Photo object pointing lines

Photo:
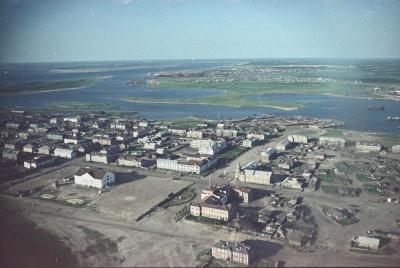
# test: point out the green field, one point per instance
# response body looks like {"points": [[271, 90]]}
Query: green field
{"points": [[389, 139], [45, 85], [244, 93], [76, 105], [362, 177], [229, 100]]}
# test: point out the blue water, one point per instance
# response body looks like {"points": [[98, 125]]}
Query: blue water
{"points": [[353, 112]]}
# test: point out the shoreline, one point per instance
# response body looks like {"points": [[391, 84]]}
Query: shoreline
{"points": [[202, 103]]}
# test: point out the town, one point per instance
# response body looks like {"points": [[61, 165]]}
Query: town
{"points": [[264, 190]]}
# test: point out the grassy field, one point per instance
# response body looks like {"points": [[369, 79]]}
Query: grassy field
{"points": [[362, 177], [332, 132], [77, 105], [230, 100], [389, 139], [265, 86], [185, 123], [45, 85]]}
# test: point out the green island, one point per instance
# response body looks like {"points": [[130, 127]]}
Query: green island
{"points": [[232, 95], [41, 86], [77, 105]]}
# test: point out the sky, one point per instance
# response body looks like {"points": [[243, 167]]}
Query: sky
{"points": [[97, 30]]}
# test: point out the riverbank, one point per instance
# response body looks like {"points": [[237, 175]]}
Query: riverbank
{"points": [[23, 244], [227, 103]]}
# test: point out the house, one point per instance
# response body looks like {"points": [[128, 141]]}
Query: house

Exercise task ::
Move all of the lines above into your reply, requests included, and add -144 to every coordinate in the answers. Leave the pictures out of your reply.

Final result ::
Photo:
# test: point out the green field, one point per instance
# response body looks like {"points": [[271, 90]]}
Query: green field
{"points": [[245, -5], [-99, -59], [100, -51], [-68, -39], [218, 33], [85, -44]]}
# test: point out the blue water, one point per instance
# response body looks like {"points": [[98, 125]]}
Query: blue water
{"points": [[209, -32]]}
# test: point out the shoreline, one point per instance
# response body looks like {"points": [[391, 84]]}
Query: shoreline
{"points": [[58, -41]]}
# test: point out the town, one point per instance
# response body looks like {"points": [[61, 165]]}
Query: town
{"points": [[120, 46]]}
# test: point out the grassy field, one point per instance
# response body looks like {"points": [[369, 79]]}
Query: grassy field
{"points": [[218, 33], [188, -12], [-67, -39], [86, -44], [245, -5], [121, -58], [41, -21], [-99, -59]]}
# test: point out the green island, one point per instance
# response body looks like {"points": [[130, 127]]}
Query: green island
{"points": [[88, -49], [-103, -58], [-67, -39]]}
# test: point out the sky, one point per instance
# response body looks like {"points": [[243, 167]]}
Query: sky
{"points": [[-47, -114]]}
# test: point out the riverbank, one point per instance
# response body looks like {"points": [[237, 175]]}
Query: riverbank
{"points": [[-121, 100], [83, -41]]}
# test: point out the house, one point per instance
# response body looks like {"points": [[128, 141]]}
Query: house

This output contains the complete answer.